• 抜粋文:
「思考停止」という解決策
「相手からの指示を待って、それに従うことしかできません。もっと、積極的にこちらから仕掛け、提案できる人材を育てたいと思っています。どうすればいいのでしょうか。」
ある経営者から、愚痴とも相談ともつかない話しを伺った。
いま、我々を取り巻く環境はたくさんの情報にあふれている。IT業界はそんな中でも群を抜いている。ITの適用領域はかつてなく拡がり、基幹業務の開発、保守、運用といった範疇には、もはや収まりきれない。例えば、IoTやAIは様々な業務のプロセスやノウハウと深く関わらなければ、提案の糸口を見つけることは難しい。また、DXは経営や企業文化に関わる取り組みであり、経営についての理解が必要となる。そうなると、ITそのものの提案などたいして意味がない。事業や経営についての提案が必要となる。
この状況に対応するもっとも楽な手段は、「思考停止」になることだ。そうすれば余計なことを学ぶ必要はなく、淡々とこれまで通りの仕事を続けられる。余計な労力を払う必要はない。お客様の指示を待ち、上司の指示を待ち、ひたすら自分の職務に専念すればいい。
「思考停止」は、リスク回避も助長する。例えば、セキュリティ対策と称して「少しでも心配であればその原因や利便性を損なわない対処方法を考えずに禁止する」対策(?)などは、その典型だ。また、ある人の意見に無批判に従い「その人の言うことなら何でも従う」といった依存志向も同様の背景がある。
ただ、「思考停止」を続ければ、不安が醸成される。身体で感じていることとの矛盾、未来を見通せないことへの焦燥、自分の意志を示せない鬱積などが心の重石となって不安をかき立てる。それが、メンタル問題の原因にもなることもあるだろう。
この状況から、どうすれば抜け出すことができるのか。ひとつの解決策は、「情報過多」の本質を突き詰めてゆくことかもしれない。
いまの「情報過多」の現状を考えてみると、確かに物量としての情報はネットメディアの普及と相まって爆発的に増えている。しかし、それら情報の多くは重複している。むしろ、ネットメディアは積極的に重複させることで情報を増幅し、情報の多さを誇示することで自らの存在をアピールすることを競い合っている。それが、悪いというのではなく、それはネットメディアとしての生き残りの戦略であり、彼らのエコシステムなのだからどうしようもない。私たちは、その現実を理解し、正しく利用すればいい。まとめサイトやニュースのピックアップサイトが人気なのは、そんな現実に対処しようとする人々が少なくはないことを意味しているのだろう。
つまり、「情報過多」とは物量のことであり、本質的な価値をもたらす範囲や意味は、もっと狭いことを理解しておくべきだ。その物量を生みだしている本質あるいは本流を見つけ出せば、「情報過多」に翻弄されることはないだろう。

• 指示と要件:
「思考停止」と「情報過多」を論じた抜粋文を、末尾の文の後から書き継ぐこと。 後続の一覧は本課題では参照しない。

• データ行:
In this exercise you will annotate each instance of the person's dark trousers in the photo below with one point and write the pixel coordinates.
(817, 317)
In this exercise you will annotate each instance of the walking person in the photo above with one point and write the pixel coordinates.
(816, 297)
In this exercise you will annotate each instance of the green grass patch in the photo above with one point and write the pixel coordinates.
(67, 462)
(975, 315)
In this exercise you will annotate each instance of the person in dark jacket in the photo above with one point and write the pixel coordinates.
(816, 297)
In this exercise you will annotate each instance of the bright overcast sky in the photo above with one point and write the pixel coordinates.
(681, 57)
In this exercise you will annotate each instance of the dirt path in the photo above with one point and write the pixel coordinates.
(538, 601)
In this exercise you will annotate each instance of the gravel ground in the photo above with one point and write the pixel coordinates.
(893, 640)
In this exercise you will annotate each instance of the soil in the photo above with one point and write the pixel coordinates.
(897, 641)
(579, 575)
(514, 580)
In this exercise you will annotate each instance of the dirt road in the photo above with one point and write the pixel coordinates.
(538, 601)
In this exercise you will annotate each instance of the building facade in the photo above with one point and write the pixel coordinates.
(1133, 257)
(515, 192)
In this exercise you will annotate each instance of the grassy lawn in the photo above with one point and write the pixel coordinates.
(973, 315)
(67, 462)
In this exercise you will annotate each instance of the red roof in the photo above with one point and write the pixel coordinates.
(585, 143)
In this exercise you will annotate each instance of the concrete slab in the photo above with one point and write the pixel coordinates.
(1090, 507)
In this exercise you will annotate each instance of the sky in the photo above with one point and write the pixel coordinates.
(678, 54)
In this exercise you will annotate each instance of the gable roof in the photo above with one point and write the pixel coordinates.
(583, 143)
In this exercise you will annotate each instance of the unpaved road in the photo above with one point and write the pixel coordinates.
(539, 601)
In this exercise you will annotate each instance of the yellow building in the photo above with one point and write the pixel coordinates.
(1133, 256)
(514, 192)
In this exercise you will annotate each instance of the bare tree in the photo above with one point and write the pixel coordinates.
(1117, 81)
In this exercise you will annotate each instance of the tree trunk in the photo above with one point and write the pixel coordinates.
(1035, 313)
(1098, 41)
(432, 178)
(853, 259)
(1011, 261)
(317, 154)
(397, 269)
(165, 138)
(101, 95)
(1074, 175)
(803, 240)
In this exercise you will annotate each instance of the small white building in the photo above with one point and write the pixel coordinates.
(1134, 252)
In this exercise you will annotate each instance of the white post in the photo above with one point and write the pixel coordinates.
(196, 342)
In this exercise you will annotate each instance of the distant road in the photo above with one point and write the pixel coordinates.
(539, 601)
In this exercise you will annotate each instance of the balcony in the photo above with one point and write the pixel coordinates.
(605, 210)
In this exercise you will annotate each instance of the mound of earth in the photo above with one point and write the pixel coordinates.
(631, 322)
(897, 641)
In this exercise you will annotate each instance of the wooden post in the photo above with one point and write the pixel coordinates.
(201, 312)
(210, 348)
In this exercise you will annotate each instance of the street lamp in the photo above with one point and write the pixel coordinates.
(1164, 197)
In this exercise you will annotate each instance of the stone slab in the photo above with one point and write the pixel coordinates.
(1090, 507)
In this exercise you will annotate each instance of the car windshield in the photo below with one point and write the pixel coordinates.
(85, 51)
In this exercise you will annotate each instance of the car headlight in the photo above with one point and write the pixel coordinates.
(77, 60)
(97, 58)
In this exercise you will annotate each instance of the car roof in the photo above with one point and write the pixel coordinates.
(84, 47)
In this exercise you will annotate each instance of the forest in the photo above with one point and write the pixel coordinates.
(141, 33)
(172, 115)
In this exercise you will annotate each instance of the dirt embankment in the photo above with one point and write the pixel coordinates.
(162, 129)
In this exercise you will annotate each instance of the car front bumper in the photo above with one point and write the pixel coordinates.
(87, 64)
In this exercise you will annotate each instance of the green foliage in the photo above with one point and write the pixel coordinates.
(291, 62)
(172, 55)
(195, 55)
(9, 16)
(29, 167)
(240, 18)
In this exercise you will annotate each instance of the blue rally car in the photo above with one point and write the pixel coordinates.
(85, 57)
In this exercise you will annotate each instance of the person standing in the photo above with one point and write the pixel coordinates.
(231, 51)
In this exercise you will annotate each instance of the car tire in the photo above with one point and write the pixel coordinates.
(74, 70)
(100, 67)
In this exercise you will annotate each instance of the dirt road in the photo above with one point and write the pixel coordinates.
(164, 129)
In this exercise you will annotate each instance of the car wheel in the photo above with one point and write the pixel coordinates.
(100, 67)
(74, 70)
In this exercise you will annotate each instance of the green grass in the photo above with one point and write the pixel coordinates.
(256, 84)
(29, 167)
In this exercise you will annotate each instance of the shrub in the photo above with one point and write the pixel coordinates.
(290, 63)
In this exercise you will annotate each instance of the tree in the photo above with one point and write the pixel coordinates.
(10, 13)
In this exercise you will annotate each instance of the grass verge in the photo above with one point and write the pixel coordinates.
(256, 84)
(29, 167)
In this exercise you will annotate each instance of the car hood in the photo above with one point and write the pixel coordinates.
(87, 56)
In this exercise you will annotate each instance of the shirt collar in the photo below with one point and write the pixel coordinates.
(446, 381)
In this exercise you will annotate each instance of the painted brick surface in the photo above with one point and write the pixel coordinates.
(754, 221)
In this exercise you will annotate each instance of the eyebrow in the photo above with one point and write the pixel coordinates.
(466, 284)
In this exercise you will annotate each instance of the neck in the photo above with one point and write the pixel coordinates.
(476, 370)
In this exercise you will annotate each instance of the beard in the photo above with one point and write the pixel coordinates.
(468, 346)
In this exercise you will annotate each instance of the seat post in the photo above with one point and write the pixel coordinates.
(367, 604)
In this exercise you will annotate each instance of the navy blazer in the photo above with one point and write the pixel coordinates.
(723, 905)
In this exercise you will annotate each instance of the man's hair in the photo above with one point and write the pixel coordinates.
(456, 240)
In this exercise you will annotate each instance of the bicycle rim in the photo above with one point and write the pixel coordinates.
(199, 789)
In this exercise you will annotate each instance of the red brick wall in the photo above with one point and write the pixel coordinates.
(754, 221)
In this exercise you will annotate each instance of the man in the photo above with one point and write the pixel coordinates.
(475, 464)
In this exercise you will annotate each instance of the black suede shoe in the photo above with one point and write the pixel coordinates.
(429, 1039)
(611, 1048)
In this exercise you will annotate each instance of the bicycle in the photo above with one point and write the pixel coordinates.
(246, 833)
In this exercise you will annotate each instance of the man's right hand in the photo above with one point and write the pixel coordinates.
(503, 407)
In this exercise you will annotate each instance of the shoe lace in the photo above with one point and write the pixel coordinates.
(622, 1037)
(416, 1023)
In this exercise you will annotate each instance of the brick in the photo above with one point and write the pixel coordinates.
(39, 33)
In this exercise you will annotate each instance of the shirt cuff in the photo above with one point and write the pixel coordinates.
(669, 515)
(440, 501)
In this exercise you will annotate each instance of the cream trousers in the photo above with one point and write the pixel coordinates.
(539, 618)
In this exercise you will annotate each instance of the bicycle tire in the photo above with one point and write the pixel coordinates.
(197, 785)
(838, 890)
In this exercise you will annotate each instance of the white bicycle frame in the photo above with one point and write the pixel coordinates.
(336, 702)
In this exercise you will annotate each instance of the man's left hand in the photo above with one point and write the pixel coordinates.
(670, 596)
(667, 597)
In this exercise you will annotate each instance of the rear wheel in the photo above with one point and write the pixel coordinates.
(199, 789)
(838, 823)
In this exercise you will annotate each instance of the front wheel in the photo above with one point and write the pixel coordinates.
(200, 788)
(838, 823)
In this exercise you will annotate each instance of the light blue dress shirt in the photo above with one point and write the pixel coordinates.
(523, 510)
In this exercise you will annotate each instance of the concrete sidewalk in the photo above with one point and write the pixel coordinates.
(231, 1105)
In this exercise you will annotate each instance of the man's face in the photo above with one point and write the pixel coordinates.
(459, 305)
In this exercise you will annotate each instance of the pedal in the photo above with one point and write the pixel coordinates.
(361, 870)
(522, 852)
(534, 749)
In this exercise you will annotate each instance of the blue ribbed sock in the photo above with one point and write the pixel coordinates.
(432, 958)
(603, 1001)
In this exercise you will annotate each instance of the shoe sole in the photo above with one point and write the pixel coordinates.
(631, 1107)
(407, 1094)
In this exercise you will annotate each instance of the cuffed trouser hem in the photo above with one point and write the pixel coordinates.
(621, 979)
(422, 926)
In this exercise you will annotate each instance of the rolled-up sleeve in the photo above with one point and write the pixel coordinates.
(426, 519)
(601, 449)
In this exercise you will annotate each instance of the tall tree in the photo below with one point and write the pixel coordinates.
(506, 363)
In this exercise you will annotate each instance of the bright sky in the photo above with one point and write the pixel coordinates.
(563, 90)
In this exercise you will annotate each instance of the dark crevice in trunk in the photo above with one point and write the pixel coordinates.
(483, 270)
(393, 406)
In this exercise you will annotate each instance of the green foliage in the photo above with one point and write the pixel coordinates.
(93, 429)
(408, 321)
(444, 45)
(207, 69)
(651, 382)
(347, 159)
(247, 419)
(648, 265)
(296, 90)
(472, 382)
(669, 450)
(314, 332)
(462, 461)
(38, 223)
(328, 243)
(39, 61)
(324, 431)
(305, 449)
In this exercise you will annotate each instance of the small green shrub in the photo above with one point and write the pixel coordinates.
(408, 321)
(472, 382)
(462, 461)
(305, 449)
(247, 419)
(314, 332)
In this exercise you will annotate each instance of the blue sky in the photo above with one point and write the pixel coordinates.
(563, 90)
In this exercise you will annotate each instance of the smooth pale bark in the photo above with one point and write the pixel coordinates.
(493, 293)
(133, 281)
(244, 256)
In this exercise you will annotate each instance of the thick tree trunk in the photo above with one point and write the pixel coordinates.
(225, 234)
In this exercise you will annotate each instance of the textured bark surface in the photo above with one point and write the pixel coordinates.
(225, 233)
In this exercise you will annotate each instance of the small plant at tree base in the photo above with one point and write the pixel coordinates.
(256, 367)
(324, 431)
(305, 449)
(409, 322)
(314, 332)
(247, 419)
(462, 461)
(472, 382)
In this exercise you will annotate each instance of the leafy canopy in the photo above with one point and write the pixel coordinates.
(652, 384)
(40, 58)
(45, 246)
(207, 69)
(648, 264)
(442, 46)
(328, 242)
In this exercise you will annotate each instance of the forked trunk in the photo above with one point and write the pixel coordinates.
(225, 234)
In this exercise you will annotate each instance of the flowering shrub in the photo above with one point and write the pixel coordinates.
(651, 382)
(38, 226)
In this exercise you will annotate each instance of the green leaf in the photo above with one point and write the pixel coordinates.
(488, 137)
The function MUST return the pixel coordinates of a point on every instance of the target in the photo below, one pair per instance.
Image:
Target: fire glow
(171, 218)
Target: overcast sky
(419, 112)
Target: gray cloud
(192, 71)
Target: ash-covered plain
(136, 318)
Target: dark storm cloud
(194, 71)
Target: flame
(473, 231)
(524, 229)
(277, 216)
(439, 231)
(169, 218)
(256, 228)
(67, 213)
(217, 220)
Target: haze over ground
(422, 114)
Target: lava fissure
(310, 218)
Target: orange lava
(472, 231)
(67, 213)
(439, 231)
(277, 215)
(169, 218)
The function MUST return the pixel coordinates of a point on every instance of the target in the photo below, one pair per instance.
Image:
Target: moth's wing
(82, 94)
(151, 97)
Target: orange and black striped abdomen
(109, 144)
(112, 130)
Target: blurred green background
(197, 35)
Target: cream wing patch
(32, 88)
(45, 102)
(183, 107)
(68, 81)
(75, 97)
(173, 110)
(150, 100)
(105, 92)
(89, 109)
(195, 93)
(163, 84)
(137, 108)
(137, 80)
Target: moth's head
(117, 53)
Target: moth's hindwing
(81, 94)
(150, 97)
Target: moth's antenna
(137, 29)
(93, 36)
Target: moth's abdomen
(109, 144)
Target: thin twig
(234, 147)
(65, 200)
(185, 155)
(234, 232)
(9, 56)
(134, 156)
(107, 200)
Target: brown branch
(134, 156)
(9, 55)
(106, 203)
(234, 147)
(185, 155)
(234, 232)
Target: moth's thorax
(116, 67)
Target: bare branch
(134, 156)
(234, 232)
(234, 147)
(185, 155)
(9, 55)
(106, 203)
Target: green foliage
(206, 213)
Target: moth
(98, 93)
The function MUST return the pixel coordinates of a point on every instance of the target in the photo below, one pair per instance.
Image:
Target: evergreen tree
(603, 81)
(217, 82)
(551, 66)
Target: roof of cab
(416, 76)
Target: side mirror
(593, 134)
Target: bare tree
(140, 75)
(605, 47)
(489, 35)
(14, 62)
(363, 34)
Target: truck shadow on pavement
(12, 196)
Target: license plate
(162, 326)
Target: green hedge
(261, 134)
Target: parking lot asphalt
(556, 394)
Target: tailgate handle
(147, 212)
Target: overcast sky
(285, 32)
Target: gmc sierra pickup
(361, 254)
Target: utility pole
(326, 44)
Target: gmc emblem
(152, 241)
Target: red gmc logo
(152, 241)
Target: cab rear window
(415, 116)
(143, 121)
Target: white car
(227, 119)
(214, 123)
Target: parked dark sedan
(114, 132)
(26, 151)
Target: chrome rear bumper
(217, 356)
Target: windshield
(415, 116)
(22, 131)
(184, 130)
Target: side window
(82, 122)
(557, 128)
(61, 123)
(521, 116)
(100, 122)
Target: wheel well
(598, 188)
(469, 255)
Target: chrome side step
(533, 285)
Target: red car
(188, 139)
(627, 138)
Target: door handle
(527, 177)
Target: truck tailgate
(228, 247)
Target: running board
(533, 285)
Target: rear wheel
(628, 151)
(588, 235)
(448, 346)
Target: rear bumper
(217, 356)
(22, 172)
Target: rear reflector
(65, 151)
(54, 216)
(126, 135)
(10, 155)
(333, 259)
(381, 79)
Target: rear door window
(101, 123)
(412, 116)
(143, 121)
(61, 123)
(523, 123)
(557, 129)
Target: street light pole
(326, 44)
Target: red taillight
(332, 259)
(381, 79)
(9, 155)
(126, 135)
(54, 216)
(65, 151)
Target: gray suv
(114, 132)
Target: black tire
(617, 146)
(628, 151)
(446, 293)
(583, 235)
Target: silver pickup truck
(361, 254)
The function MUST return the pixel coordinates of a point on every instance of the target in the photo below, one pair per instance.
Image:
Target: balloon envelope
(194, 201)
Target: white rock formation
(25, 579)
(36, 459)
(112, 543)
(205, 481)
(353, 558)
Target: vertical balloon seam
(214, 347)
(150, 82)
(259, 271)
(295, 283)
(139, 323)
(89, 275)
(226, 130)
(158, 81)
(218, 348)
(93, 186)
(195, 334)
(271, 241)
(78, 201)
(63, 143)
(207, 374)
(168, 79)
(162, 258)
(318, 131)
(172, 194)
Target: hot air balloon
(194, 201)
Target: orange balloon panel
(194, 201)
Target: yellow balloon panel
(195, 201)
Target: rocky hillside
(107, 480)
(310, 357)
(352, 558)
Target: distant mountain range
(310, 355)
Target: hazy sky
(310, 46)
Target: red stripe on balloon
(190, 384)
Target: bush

• 本課題の解答:
そんな本質、本流たるトレンドが理解できれば、それが情報のフィルターとなり、あるいはフレームワークとなって、様々な情報をより分け整理してくれる。情報過多という表面的な物量に惑わされることなく、情報が圧縮されて整理されてゆけば、未来に向けた一本の道筋が見えてくる。そうなれば、それに従えばいい。それが、「思考停止」への有効な対策になるのではないか。
ところが、現実には、なかなかそう簡単ではない。それは、そういうトレンドを知ることが、これまで築いてきた事業資産や自分自身の存在価値を放棄してしまうことになるかも知れないという不安があるからだ。そして、薄々は気付いていても積極的に「思考停止」することで、自らを守ろうとしているというのは、少々考えすぎだろうか。
思考停止しようが、積極的にトレンドに食らいつこうが、これまでの常識を大きく変えてしまうトレンドは存在する。それを「情報過多」を言い訳に、判断や行動を先送りするヒトたちが少なからずいるように思う。これこそが、リスク回避志向、あるいは、指示待ち志向の根本原因ではないのか。また、誰かが「こと」を始めるのを待って行動を起こそうという依存志向にもつながっている。それらは全て、「思考停止」という根っ子を持っているように思える。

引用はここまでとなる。